Provided records:
━━━
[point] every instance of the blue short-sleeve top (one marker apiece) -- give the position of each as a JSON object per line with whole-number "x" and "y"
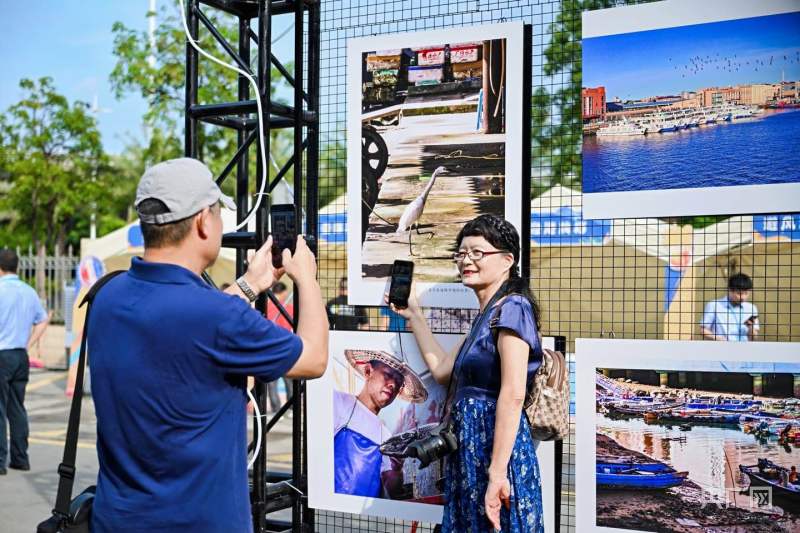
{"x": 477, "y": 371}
━━━
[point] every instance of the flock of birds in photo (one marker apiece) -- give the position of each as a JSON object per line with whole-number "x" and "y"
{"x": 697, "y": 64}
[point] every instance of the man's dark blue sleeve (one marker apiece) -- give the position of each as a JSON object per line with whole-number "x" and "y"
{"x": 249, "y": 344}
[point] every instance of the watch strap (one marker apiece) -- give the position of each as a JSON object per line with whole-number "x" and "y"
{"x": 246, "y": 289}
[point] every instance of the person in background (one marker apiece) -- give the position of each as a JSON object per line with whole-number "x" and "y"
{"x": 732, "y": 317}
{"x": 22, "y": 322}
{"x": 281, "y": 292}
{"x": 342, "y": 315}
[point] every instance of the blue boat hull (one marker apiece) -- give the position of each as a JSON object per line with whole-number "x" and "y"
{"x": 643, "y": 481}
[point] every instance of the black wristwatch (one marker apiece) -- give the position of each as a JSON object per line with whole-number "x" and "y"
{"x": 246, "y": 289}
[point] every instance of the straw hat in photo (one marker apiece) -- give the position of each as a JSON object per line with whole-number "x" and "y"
━━━
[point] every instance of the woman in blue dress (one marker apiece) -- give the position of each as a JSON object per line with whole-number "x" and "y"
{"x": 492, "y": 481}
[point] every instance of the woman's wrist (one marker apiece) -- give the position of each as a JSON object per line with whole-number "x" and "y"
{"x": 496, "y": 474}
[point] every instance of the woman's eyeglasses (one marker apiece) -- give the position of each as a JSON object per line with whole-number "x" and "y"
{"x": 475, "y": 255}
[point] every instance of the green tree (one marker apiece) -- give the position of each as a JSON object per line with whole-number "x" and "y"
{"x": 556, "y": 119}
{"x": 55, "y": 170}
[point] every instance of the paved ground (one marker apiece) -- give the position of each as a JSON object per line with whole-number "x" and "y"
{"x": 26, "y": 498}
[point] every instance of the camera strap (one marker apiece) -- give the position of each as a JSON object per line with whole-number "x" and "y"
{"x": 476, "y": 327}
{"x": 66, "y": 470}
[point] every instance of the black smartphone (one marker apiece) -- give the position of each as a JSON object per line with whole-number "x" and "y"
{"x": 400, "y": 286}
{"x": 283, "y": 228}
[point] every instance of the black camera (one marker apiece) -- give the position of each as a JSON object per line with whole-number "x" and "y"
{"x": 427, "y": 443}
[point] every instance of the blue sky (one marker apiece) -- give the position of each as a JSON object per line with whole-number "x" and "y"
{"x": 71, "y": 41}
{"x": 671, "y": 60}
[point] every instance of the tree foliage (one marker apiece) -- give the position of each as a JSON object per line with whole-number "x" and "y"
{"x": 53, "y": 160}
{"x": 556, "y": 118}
━━━
Challenge: Pull out every line in the records above that contains the string "sleeve", and copy each one in full.

Full answer:
[point] every instance of the blue short-sleeve top (one marker apiece) -- give the position of each as a JSON object per line with whole-number "x" and "y"
[point] every instance of the man's dark blue sleeve (one marker apiece) -- give the position of each as a JSON object per line with whole-number "x" and "y"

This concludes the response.